Write the next part of the article on ClickHouse ZooKeeper session expiry, picking up after its last sentence.

Passage given:

= = = = =

ClickHouse ZooKeeper Session Expired: Causes and Fixes

Q: How do I tell whether jute.maxbuffer is the cause?

Look for Packet len ... is out of range in the ZooKeeper server log, or Len error in the ClickHouse log. Both indicate a request exceeded the limit.

Q: How do I clean old block numbers safely?

There is no built-in command. The safe path is to use SYSTEM RESTART REPLICA after extending operation_timeout_ms , or migrate the table to a fresh ZooKeeper path with CREATE TABLE ... ENGINE = ReplicatedMergeTree('/new/path', ...) . Manual znode deletion via zkCli.sh requires great care and a tested backup.

Zookeeper session has expired is one of the most common warnings in busy ClickHouse clusters. A single ClickHouse server maintains exactly one TCP connection to its ZooKeeper ensemble, multiplexed by two internal threads, one for reads and one for writes. When that connection breaks, every in-flight request from every query thread receives a session expiration exception at the same moment. Isolated occurrences are usually harmless, but recurring expiry points at one of a small set of root causes worth fixing.

This article complements the related guide on Cannot create a new ZooKeeper session (which covers the case where the initial handshake fails) and applies to both Apache ZooKeeper and ClickHouse Keeper deployments.

= = = = =

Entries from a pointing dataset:
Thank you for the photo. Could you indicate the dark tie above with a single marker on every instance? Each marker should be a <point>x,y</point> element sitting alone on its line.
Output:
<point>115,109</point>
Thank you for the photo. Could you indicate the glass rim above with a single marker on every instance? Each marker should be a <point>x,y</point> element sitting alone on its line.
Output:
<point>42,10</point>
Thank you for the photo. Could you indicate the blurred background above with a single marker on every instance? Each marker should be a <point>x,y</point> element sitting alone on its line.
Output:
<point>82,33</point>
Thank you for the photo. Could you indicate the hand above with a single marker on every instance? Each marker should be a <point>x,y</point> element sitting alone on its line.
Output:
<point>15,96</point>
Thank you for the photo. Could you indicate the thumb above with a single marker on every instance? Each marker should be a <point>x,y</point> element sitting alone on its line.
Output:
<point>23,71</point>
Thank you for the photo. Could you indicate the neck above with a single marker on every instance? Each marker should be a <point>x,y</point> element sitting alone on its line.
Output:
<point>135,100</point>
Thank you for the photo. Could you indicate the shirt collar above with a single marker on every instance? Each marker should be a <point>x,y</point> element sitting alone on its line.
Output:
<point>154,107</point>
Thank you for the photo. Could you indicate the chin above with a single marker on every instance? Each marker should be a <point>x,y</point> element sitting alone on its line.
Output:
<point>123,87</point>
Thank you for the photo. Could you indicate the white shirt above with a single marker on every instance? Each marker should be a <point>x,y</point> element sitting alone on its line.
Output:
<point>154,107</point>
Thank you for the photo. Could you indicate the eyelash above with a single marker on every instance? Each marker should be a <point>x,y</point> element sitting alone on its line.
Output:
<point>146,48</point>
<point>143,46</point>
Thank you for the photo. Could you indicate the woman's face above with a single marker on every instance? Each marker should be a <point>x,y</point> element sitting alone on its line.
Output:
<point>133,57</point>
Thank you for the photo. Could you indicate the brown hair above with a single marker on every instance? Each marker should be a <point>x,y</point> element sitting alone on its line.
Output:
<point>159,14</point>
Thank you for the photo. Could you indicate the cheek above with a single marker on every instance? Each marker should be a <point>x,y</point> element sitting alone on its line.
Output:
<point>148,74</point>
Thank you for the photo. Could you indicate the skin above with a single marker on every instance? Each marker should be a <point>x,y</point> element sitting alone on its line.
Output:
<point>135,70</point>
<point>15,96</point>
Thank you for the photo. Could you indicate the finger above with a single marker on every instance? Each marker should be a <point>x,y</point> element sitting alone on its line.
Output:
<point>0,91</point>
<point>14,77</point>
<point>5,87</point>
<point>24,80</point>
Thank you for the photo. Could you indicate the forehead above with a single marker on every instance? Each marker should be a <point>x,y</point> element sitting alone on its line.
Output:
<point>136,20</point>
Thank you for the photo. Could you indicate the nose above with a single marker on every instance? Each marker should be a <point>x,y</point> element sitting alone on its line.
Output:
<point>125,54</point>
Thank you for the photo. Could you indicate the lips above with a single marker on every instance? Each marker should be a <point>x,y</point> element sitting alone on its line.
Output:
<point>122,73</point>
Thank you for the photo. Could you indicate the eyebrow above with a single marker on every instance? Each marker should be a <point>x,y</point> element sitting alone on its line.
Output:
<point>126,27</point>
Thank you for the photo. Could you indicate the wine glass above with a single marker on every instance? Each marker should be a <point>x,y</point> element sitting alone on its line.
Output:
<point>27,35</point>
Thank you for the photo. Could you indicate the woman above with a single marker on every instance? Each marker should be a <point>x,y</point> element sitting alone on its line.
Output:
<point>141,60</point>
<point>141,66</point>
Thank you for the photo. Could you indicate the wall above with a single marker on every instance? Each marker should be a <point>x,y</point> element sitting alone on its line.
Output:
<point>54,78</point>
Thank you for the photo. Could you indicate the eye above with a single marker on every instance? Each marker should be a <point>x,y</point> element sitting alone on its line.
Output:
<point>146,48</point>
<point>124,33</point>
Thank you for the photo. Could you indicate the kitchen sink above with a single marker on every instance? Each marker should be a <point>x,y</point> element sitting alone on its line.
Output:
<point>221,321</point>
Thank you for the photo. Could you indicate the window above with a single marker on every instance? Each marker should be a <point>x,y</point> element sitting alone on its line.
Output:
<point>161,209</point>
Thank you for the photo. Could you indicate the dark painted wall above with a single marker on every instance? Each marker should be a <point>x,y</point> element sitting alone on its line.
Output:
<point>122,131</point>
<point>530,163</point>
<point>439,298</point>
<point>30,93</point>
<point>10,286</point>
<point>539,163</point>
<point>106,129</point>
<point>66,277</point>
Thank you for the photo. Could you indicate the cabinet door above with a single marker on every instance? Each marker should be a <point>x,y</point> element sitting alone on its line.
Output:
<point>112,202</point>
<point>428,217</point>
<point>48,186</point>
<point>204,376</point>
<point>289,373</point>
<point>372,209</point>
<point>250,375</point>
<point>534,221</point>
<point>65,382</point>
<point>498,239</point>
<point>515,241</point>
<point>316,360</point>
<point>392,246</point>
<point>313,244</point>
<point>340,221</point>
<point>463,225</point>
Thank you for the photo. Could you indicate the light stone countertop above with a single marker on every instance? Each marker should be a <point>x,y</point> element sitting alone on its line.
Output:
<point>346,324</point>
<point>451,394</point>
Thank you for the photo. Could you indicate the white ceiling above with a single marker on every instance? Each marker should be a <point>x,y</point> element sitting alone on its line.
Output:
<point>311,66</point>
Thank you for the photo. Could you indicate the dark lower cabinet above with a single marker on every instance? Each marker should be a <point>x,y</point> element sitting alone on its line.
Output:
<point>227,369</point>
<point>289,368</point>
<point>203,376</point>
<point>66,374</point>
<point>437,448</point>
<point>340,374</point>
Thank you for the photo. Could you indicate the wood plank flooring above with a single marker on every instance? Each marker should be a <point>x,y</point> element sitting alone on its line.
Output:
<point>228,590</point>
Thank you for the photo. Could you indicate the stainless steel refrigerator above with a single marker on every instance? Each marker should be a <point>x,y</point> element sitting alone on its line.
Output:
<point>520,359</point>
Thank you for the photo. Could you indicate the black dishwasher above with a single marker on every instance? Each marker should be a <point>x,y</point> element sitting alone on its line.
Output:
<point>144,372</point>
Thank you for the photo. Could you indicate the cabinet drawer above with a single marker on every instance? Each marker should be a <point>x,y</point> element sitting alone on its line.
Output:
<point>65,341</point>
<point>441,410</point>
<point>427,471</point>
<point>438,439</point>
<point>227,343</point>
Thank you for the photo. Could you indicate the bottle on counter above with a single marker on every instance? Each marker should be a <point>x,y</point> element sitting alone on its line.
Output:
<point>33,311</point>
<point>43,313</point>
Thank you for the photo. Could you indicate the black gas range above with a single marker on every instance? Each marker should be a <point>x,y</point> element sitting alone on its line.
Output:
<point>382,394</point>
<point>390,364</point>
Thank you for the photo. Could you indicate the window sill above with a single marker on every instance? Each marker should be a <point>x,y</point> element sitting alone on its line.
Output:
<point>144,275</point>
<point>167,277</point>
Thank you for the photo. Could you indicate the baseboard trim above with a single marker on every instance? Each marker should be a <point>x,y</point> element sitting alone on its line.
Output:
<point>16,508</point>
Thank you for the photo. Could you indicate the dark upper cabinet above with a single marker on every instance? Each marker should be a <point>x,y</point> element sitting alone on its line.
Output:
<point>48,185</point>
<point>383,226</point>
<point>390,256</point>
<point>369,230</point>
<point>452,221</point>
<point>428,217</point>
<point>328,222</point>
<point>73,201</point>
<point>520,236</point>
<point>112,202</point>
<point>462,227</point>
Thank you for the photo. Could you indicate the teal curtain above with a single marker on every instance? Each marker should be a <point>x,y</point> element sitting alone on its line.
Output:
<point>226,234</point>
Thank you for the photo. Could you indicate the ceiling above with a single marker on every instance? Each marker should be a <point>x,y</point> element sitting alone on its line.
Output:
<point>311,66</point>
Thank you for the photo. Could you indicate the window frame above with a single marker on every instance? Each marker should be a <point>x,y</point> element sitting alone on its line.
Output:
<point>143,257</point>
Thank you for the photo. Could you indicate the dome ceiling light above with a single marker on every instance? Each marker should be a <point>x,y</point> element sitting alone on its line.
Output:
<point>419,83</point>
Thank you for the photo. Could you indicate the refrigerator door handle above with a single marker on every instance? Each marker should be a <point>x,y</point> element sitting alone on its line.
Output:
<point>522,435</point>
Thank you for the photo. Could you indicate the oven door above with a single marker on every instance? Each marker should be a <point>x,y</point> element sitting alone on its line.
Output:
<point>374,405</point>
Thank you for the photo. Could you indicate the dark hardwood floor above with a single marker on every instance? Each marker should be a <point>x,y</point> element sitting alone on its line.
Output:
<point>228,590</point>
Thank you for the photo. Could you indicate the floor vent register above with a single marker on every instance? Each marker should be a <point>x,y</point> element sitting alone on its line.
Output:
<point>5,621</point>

= = = = =

Answer to the task:
What an Expired Session Actually Means

ClickHouse opens a single ZooKeeper session per server. The session has a heartbeat (tickTime) and a timeout (session_timeout_ms, default 30 seconds). If the server fails to send a heartbeat within the timeout, the ZooKeeper ensemble closes the session and discards every ephemeral node owned by it. The next ClickHouse operation that touches ZooKeeper throws:

DB::Exception: Session expired (Session expired)
Coordination::Exception: ZSESSIONEXPIRED

Once a session is gone, ClickHouse establishes a new one automatically. In-flight mutations, inserts to replicated tables, and DDL tasks that were mid-flight may need to retry.

Common Causes

Network drops or ensemble unavailability

The simplest case. A switch reboot, a firewall flap, or a ZooKeeper node losing quorum closes the TCP socket. Check the ZooKeeper server logs around the timestamp of the ClickHouse error for Closing connection from /CH_IP or quorum loss messages.

`jute.maxbuffer` overflow

ZooKeeper enforces a hard limit on the size of a single request payload, controlled by the JVM property jute.maxbuffer. The default is 1 MB. ClickHouse hits this when:

Running ALTER TABLE ... UPDATE or DELETE mutations on tables with many parts (typically more than 5,000).
Performing large ATTACH PARTITION or REPLACE PARTITION operations.
Listing very large znodes such as /clickhouse/tables/.../block_numbers/.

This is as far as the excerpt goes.